* [EXERCISE DESCRIPTION] Please add 66 to every number in the bounding-box coordinates of the items from the start through the line that contains "[306,164,391,195]", inclusive, and write all of those lines out again with every other line unchanged. Leave the pictures out of your answer.

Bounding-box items

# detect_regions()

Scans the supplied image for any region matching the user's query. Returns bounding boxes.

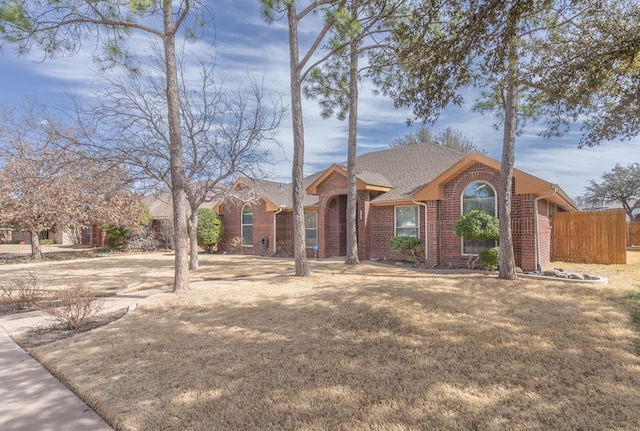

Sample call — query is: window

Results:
[462,182,496,254]
[241,205,253,246]
[304,211,318,248]
[395,205,420,238]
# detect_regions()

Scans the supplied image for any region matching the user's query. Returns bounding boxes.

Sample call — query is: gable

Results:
[413,151,580,211]
[306,164,391,195]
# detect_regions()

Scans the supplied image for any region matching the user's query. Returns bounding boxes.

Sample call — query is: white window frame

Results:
[304,211,318,248]
[393,205,420,238]
[240,204,255,247]
[460,181,498,256]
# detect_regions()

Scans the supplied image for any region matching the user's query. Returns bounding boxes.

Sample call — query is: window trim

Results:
[460,180,498,256]
[240,204,254,247]
[393,205,420,239]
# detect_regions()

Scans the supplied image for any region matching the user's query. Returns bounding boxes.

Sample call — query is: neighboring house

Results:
[6,225,104,247]
[142,187,226,248]
[217,144,579,271]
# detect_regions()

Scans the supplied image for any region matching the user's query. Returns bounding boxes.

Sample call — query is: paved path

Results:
[0,288,170,431]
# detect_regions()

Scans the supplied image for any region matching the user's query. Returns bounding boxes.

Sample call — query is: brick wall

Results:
[369,203,425,260]
[427,163,550,271]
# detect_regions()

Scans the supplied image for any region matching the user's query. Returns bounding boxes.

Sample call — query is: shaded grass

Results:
[0,252,294,296]
[32,264,640,430]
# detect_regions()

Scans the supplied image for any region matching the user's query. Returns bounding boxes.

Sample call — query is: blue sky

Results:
[0,0,640,197]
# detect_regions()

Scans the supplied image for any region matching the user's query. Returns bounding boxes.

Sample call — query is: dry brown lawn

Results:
[0,244,294,294]
[21,251,640,430]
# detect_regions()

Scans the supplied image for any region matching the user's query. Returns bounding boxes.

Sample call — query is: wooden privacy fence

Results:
[552,210,627,264]
[627,221,640,247]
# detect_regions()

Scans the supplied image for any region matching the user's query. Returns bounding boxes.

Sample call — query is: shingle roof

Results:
[245,172,322,208]
[245,143,464,208]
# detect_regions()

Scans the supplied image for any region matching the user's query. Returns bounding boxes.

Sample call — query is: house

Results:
[217,144,579,271]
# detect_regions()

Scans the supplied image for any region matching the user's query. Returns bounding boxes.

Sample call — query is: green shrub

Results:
[479,247,500,271]
[0,272,46,313]
[389,236,426,265]
[197,208,223,252]
[454,208,500,268]
[105,225,128,250]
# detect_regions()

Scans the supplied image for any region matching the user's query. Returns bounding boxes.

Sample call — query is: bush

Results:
[479,247,500,271]
[42,282,103,332]
[0,273,46,313]
[389,236,426,265]
[222,236,242,253]
[454,208,500,268]
[197,208,223,252]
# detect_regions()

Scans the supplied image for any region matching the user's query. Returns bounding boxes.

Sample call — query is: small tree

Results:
[389,236,426,265]
[454,208,499,268]
[198,208,223,253]
[584,163,640,220]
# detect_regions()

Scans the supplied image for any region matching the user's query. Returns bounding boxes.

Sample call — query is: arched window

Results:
[462,182,497,254]
[241,204,253,246]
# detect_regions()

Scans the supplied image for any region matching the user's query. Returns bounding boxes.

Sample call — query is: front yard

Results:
[10,252,640,430]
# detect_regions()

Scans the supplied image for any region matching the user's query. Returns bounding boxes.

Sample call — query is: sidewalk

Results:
[0,287,170,431]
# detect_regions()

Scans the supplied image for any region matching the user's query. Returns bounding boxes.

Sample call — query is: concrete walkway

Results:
[0,287,170,431]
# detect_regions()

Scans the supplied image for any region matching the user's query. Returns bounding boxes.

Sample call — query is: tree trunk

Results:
[31,230,42,259]
[498,38,518,280]
[162,0,189,293]
[187,207,198,271]
[344,1,360,265]
[287,1,309,276]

* [OUTPUT FOR THIS TASK]
# detect_regions()

Scans the supplied image for any region matching the user's query. Returns bounding boxes.


Sample call — query is: window

Results:
[528,248,562,320]
[307,271,319,312]
[370,277,384,314]
[461,271,486,304]
# detect_regions()

Scans the supplied image for any region matching the user's query. Returns bounding boxes.

Sample call — query is: gable

Results:
[479,217,646,277]
[372,230,457,261]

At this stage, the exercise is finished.